Sitting in on a letter-writing class

A reporter finds the missives of Joyce and Van Gogh rubbing off on the

Dear Reader,

"My dear little Butterfly," writes James Joyce in opening one of his many love letters to his wife, Nora.

It was not Joyce himself, gentle reader, but actually the course in which his letters are studied that piqued my interest. Have you never heard of a college creative-writing course entitled "The Art of Letter Writing?" I certainly had not. Who writes letters anymore? I wondered. And why teach about it in college? Why not just send an e-mail?

For answers to these and other curiosities, dear reader, I found myself week before last taking notes while seated atop a heavy wood table in a cozy room where poet Robert Frost once lectured to Amherst College students. I settled there because all the couches and soft chairs were occupied by 14 undergraduate students. They were rapt, debating with their professor whether Joyce's erotic letters to Nora are great literature in their own right - or mere pornography.

To some in the room (me included, I confess), it seemed a close call.

Either way, it's apparent that old-fashioned letter writing is holding on in Amherst, Mass., where I found these students consuming as their models the letters of Flaubert, Freud, Byron, Emily Dickinson, Kafka and James Baldwin. Believe it or not, this is one of the more popular creative-writing classes on this campus - though a quick Internet search shows nothing like it at other schools.

Lais Washington, a junior majoring in psychology, told me she likes grappling with the devices and styles of great authors and incorporating them into letters of her own, then sending them - each week - to real people. Grievance letters, travel letters, love letters, open letters. All kinds.

A copy of each missive goes to Leslie Katz, truly a woman of letters, who teaches the class. She grades not on content, but on the literary devices and forms used and how well they are executed.

Like many people we know today, Dr. Katz uses e-mail a lot - but that doesn't mean she has to like it. "E-mail is like writing memos and being on the phone a lot of the time," the assistant professor of English told me. She argued easily and well the value of letters in a world sputtering for deeper meaning in a rolling ocean of e-mail and voice mail.

*LIST OF TASKS*
1/ Answer these questions about the article on the letter-writing class, giving each answer on its own line with the matching letter.
(a) Who wrote the love letter that opens "My dear little Butterfly," and to whom?
(b) How many undergraduate students occupied the couches and soft chairs?
(c) On what does Leslie Katz base her grades?
2/ Write a continuation of the article on the Amherst letter-writing class, picking up right after its final sentence.

Lines of data:
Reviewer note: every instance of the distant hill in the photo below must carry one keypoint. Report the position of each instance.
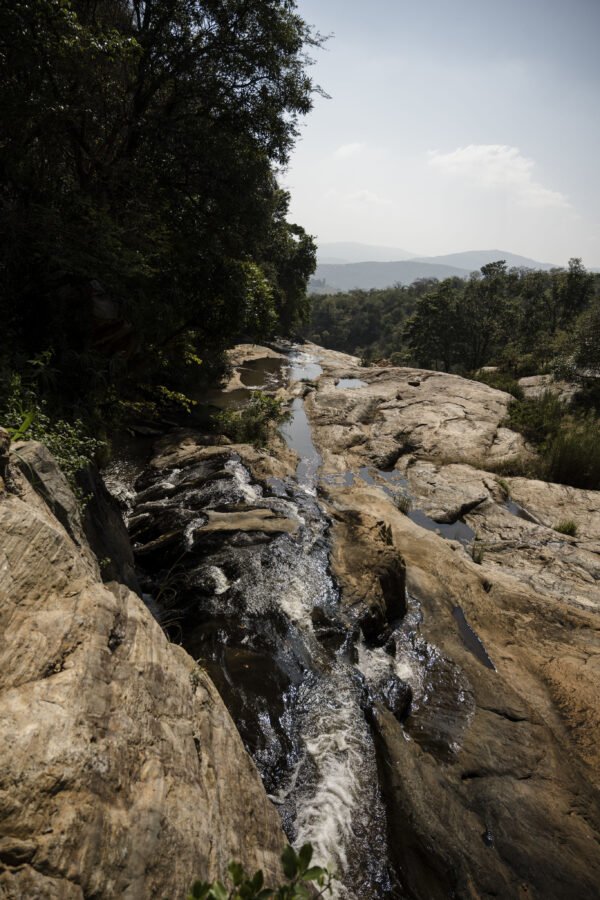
(366, 275)
(472, 260)
(350, 251)
(339, 276)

*EXPECTED RESPONSES*
1/
(a) James Joyce wrote it to his wife, Nora.
(b) 14 students.
(c) She grades on the literary devices and forms used and how well they are executed, not on content.

2/
"I do think the art of letter writing will evolve and change because of e-mail," she said. "It may soon feel artificial and old-fashioned to write a certain kind of letter. But I haven't been sufficiently converted to e-mail yet to imagine a letterless world. I still have a profound attachment to the three-dimensional."

To scholar Katz, her class, now in its third year, serves partly as an e-mail antidote by producing better writers and communicators. Her students heartily agree.

"I don't think I ever really appreciated letters as a literary form before," Ms. Washington told me. "After reading Kafka, Dickinson, and Bishop, I appreciate it the way I would a poem or a great piece of writing. There's something very personal in handwriting. You convey intimacy."

Another student I met, a junior named Sasha Quinton, said she finds e-mail impersonal. "A letter is something I keep and cherish, it's something that's of them versus from them, they've touched the paper and chosen the stationary to send to you."

And so it appears to have been with Joyce. The problem, of course, is that the Irish writer's letters to Nora in 1909 weave seamless, sinuous poetic prose with imagery that might make Larry Flynt blush. In class, students seemed a bit embarrassed, but they waded ahead with impressive intellectual detachment into analyzing the writing in those torrid letters.

"It's beautiful," one young woman remarked while discussing a read-aloud passage where Joyce calls Nora "my dark blue rain drenched flower." A sentence later, the tone was distinctly less flowery.

"I don't know if I take it as a touching, beautiful sentiment," a young man quickly countered. "Joyce just has to go through this to get to the other stuff in order to seduce her."

"Is there anything about this that feels writerly or literary?" Katz queried them.

A pause. Then the same young man offered: "I think you can write a love letter to someone without showing explicit carnal knowledge."

Joyce was "an extreme case," Katz explained. Selecting his letters was "pushing our way to the North Pole, the furthest point we could go to." It was also just one class. Van Gogh's letters to brother Theo had students trying in a letter to persuade someone to do something for them - or describe a visual object like a landscape. Other times they went on field trips to put themselves in the letter-writers' shoes: To Emily Dickinson's home a block away or to the local jail, to sit in a cell and feel what French writer Jean Genet must have felt when writing Ann Bloch from prison.

For David Breslin, a junior who sat through Joyce with his baseball cap on backward, the class renewed his interest in letter writing. "I understand now the personal quality - the feeling of ... having to think things out with the mind, pen, and paper. I found out it's nice to send letters - and even better to get them."

Well, that's what I saw on my recent trip. Just thought you might enjoy a peek at this class.

All the best.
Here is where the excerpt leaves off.